PAGE EXTRACT
========
It has recently come to light that Amazon has begun deleting product reviews on books[1] which are written by authors. Some are no longer being approved; others are being outright deleted. This follows in the wake of the “sock-puppet review” crisis that has been unfolding over the last several months, when the world discovered that several of Kindle’s leading authors had been paying for artificial and dishonest reviews of books, and subsequently writing books on how to ‘make it’ as an indie author which conveniently left out this part of their ‘strategy’.
Obviously, fake reviews are a problem, both on the positive and negative side. I personally know at least one author who has been affected by obviously fake negative reviews on their books, and the process of leaving fake ‘glowing’ reviews on one’s own books makes me throw up in my mouth a little. The Genre Underground applauds Amazon’s efforts to try and reform this system to make the user reviews both more useful and less annoying.
Right now, Amazon’s customer service is answering inquiries into this situation with the following verbiage:
We do not allow reviews on behalf of a person or company with a financial interest in the product or a directly competing product. This includes authors, artists, publishers, manufacturers, or third-party merchants selling the product[2]. (Emphasis added)
Unfortunately, this is the wrong way to approach this. Authors are not competitors; we are not competing for readers. That implies a zero-sum game, where one person’s sale means another person’s loss, and that’s not the game we’re playing.
Firstly, authors are readers, too. Which means that authors have opinions on books as readers, just like everyone else. Why should they be disallowed from sharing those thoughts simply because they are also contributors? Short answer: they shouldn’t.
Secondly, by disallowing reviews from authors for the reason given above, they are implying that I am in competition with my fellow Genre Underground writers. I’m not. Every win for them is a win for me. Every sale for one of them helps spread the word of this alliance we’ve forged. That’s not competition; it’s cooperation.
========
WHAT YOU ARE ASKED TO DO
Copy the stretch from "Firstly, authors are" through "competition; it’s cooperation." in the piece on Amazon deleting author reviews, swapping "competition" for "rivalry".

RECORDS PROVIDED
========
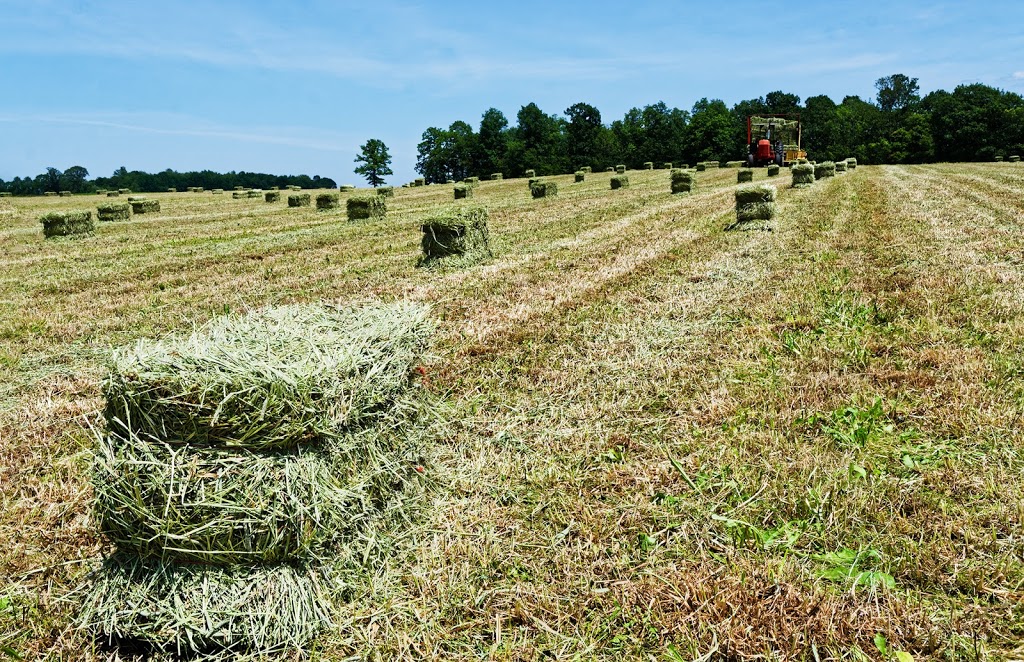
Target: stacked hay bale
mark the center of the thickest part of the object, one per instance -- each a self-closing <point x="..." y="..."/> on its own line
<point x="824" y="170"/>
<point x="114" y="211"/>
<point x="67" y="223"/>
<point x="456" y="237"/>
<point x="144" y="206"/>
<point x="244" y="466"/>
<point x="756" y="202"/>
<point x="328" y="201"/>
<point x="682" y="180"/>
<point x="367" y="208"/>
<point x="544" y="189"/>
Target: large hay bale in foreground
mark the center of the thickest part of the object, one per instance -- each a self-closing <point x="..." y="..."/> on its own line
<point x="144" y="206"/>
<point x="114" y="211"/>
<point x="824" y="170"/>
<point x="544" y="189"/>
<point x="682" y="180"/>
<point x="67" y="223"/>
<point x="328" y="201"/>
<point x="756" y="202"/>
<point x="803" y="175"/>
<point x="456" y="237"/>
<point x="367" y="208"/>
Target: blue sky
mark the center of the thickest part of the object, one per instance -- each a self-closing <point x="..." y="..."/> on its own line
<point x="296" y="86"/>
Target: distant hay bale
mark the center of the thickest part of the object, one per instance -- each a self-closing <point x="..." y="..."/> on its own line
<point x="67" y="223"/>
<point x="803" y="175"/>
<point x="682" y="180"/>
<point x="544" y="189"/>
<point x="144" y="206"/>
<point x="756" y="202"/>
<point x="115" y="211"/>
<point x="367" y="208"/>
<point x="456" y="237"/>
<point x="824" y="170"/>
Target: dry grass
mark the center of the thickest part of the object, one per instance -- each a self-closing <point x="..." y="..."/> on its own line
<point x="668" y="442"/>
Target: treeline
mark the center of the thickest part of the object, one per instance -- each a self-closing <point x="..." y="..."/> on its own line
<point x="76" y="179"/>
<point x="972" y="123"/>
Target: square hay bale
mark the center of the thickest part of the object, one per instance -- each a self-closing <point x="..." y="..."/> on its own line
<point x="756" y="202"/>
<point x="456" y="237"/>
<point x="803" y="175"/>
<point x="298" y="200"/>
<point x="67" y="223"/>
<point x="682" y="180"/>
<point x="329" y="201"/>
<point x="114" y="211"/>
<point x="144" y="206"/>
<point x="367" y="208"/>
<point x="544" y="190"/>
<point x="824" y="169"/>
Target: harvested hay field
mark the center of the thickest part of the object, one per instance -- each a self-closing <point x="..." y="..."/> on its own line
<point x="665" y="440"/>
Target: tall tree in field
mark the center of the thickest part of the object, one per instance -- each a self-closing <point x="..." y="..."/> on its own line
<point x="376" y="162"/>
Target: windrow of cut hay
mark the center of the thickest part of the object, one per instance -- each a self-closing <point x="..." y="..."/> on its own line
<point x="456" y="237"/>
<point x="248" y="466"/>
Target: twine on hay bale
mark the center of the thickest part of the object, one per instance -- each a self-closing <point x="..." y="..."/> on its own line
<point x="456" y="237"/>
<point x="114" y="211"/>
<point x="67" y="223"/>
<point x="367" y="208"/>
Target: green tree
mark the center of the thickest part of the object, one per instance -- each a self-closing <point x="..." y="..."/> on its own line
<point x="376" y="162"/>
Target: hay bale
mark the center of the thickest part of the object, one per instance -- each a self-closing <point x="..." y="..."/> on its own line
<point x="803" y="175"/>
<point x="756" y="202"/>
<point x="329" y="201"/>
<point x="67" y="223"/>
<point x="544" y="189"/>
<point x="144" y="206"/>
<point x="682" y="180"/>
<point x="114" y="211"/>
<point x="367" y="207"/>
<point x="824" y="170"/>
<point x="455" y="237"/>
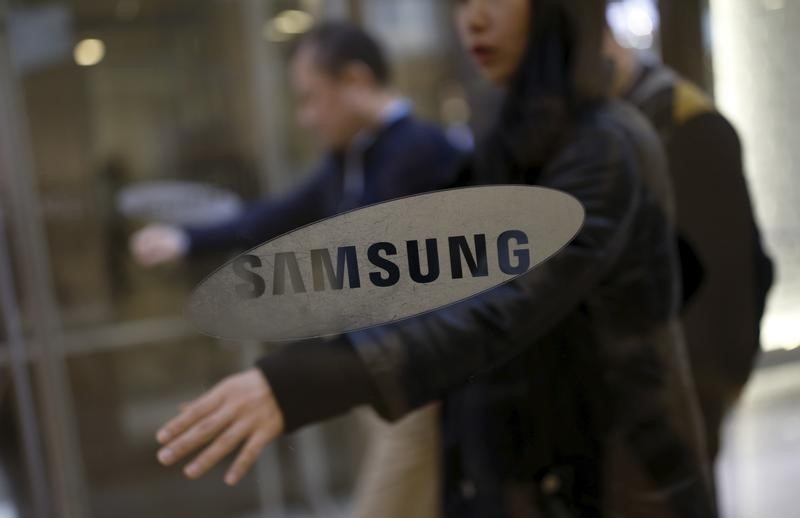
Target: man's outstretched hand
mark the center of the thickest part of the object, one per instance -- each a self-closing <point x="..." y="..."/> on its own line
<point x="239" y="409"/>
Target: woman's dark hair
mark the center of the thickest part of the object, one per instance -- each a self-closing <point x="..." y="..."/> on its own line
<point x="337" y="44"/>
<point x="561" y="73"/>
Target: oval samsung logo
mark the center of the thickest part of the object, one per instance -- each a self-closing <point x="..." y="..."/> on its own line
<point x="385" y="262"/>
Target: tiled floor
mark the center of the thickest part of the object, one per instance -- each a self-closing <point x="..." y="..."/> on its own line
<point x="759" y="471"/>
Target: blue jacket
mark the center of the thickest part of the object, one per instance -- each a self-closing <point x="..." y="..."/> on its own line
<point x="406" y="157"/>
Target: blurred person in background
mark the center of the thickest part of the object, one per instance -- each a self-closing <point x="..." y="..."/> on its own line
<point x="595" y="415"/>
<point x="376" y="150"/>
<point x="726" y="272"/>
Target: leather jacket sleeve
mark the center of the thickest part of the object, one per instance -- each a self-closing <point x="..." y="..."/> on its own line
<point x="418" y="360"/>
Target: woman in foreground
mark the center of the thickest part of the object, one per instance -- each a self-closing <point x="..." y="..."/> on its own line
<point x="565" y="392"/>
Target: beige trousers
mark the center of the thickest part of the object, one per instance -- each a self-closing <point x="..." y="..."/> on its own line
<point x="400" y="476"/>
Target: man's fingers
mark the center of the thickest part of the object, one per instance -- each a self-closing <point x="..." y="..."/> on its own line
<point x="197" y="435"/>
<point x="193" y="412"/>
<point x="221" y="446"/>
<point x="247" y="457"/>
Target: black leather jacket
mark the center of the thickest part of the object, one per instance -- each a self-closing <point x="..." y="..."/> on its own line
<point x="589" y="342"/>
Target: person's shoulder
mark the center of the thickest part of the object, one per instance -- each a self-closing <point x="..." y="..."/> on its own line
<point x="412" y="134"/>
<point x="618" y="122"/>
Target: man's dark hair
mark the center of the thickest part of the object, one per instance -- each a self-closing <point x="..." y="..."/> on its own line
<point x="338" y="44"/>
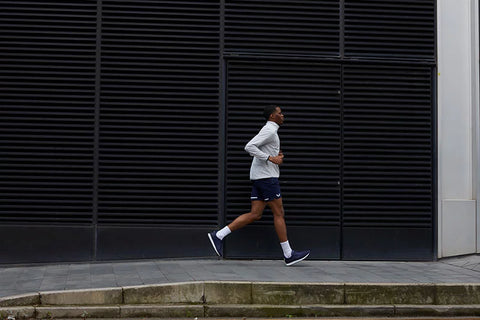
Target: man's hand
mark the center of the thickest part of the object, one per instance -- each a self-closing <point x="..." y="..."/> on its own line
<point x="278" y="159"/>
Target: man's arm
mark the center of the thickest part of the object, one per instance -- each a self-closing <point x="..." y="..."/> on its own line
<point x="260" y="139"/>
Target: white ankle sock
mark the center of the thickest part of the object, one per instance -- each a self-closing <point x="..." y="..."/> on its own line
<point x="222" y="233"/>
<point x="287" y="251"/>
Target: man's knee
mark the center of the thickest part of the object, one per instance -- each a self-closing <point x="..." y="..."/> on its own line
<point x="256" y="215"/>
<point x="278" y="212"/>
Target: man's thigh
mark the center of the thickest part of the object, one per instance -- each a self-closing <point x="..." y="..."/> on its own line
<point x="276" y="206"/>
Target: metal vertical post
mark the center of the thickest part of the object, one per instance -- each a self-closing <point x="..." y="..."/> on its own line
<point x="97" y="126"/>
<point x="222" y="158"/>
========
WRITTEN RESPONSE
Firstly, authors are readers, too. Which means that authors have opinions on books as readers, just like everyone else. Why should they be disallowed from sharing those thoughts simply because they are also contributors? Short answer: they shouldn’t.
Secondly, by disallowing reviews from authors for the reason given above, they are implying that I am in rivalry with my fellow Genre Underground writers. I’m not. Every win for them is a win for me. Every sale for one of them helps spread the word of this alliance we’ve forged. That’s not rivalry; it’s cooperation.